## EXTRACT:
○ ○ ○ ○ ○

Michalis Bakakis (; born 18 March 1991) is a Greek professional footballer who plays as a right-back for Super League club Panetolikos.

Club career

Early career
Born on 18 March 1991 in Agrinio, Bakakis began his career with local side Panetolikos. His first professional appearance was a win match against Fokikos on 21 January 2009. In the summer of 2011 he transferred to Chania.  He returned to Panetolikos on 31 July 2012.

AEK Athens
On 15 April 2014, AEK Athens announced the agreement with the player for a 4-years' contract. In February 2015, shortly before the crucial match against Olympiacos for the Greek Cup, Bakakis stated that "We must be determined, passionate and concentrated. First of all we want to win the Football League title, so that AEK will return where they belong. But we are interested in the Greek Cup as well. It would be a dream come true if we manage to win both." On 20 May 2015, in a home match against Olympiacos Volos he suffered a cruciate rupture, which left him out of the pitch for 6 months.

The 26-year-old right back's contract had been due to expire in the summer of 2017 but that has now been stretched to 2019 by his club. Bakakis always had the desire to remain at AEK Athens and he was more than happy to commit his future to the club for the next two years.

On 12 April 2017, Bakakis agreed to a contract extension with AEK, until the summer of 2020.

At the start of the 2017–18 season he switched his number from 27 to 2. On 25 July 2017, he made his debut in the Champions League in a 2–0 home loss against CSKA Moscow for the third qualifying round. On 23 February 2018, Bakakis was included in Europa League's Team of the Week for his performance in a 0–0 away draw against Dynamo Kyiv. The 27-year-old defender has been in excellent form for experienced Spanish manager Manolo Jimenez's team during 2017–18 season, playing mainly as central or left defender even if his natural position is at the right place of the defensive line.

On 29 August 2018, Bakakis agreed to a contract extension with AEK, until the summer of 2023. On 10 November 2019, the 28-year-old Greek international scored only the third goal of his AEK career, and his first strike in four-and-a-half years when he let fly from the edge of the box with a powerful shot which left Sokratis Dioudis no chance, in a devastating 3–2 away loss against Panathinaikos.

○ ○ ○ ○ ○

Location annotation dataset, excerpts
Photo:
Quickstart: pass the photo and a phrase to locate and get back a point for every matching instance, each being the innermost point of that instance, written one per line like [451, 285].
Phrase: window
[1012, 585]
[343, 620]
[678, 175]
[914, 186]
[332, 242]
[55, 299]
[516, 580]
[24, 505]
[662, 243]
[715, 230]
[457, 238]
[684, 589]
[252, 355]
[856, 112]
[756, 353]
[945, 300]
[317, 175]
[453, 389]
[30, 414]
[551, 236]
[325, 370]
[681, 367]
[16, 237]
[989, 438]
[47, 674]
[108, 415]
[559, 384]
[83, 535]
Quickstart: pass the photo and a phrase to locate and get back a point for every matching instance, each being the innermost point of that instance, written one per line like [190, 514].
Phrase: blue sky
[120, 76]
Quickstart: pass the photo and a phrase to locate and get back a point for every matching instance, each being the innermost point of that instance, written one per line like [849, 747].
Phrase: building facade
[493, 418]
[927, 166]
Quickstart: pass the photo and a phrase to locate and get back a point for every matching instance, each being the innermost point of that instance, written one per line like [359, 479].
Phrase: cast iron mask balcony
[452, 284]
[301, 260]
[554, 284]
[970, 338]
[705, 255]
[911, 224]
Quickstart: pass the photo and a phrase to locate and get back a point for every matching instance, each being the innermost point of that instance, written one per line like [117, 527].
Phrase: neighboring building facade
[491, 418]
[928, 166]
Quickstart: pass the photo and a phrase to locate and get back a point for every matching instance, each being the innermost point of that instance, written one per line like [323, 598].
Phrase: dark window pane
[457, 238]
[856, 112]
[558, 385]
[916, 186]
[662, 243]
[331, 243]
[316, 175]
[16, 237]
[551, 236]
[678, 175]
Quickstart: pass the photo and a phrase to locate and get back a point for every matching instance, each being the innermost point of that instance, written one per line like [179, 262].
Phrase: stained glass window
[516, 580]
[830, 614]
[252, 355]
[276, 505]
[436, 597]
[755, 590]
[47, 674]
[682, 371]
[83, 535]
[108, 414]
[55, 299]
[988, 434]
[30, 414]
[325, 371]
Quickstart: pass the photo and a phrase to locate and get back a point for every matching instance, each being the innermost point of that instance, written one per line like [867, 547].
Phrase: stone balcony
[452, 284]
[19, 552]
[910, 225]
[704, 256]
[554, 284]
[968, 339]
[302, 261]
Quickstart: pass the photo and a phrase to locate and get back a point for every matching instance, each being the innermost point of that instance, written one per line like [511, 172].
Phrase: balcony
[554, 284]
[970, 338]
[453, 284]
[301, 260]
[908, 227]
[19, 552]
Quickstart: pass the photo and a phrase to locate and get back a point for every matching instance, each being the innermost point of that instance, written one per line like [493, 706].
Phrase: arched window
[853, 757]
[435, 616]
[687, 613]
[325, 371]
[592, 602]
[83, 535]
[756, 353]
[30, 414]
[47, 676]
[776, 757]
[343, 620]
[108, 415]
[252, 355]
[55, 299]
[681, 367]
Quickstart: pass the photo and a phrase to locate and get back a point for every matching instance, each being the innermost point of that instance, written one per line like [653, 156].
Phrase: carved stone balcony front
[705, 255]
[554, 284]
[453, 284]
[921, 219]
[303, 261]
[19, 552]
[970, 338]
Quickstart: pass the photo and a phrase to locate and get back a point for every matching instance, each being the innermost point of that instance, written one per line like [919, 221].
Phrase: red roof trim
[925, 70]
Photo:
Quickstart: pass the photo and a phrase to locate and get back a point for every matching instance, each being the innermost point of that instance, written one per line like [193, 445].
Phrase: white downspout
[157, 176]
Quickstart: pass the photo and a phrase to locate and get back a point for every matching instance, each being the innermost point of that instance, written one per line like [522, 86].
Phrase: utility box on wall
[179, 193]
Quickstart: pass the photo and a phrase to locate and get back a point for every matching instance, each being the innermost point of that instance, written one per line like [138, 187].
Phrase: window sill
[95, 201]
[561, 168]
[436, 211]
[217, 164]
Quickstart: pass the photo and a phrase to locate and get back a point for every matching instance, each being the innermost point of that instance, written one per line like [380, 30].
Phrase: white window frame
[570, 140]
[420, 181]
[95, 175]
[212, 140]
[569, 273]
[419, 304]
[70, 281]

○ ○ ○ ○ ○

## DIRECTIVES:
#1 Return the part of the Bakakis biography that opens with the words containing "Michalis Bakakis (;" and closes with "31 July 2012.".
#2 Retype, without any change, the part of the records that opens with the line containing "like [919, 221]." and closes with the final line of the records, both included.
The records are unrelated to the Bakakis biography.

## RESPONSES TO THE EXERCISE:
#1
Michalis Bakakis (; born 18 March 1991) is a Greek professional footballer who plays as a right-back for Super League club Panetolikos.

Club career

Early career
Born on 18 March 1991 in Agrinio, Bakakis began his career with local side Panetolikos. His first professional appearance was a win match against Fokikos on 21 January 2009. In the summer of 2011 he transferred to Chania.  He returned to Panetolikos on 31 July 2012.

#2
Quickstart: pass the photo and a phrase to locate and get back a point for every matching instance, each being the innermost point of that instance, written one per line like [919, 221].
Phrase: red roof trim
[925, 70]
Photo:
Quickstart: pass the photo and a phrase to locate and get back a point for every matching instance, each being the innermost point of that instance, written one per line like [193, 445].
Phrase: white downspout
[157, 176]
Quickstart: pass the photo and a phrase to locate and get back a point for every matching instance, each being the innermost point of that instance, written one per line like [522, 86].
Phrase: utility box on wall
[179, 193]
Quickstart: pass the photo and a phrase to locate and get back a point for every matching instance, each being the innermost point of that instance, written one per line like [138, 187].
Phrase: window sill
[95, 201]
[561, 168]
[436, 211]
[217, 164]
Quickstart: pass the photo and a phrase to locate and get back a point for every matching instance, each being the innermost point of that instance, written one per line like [380, 30].
Phrase: white window frame
[570, 140]
[420, 181]
[95, 175]
[212, 140]
[569, 273]
[419, 304]
[70, 281]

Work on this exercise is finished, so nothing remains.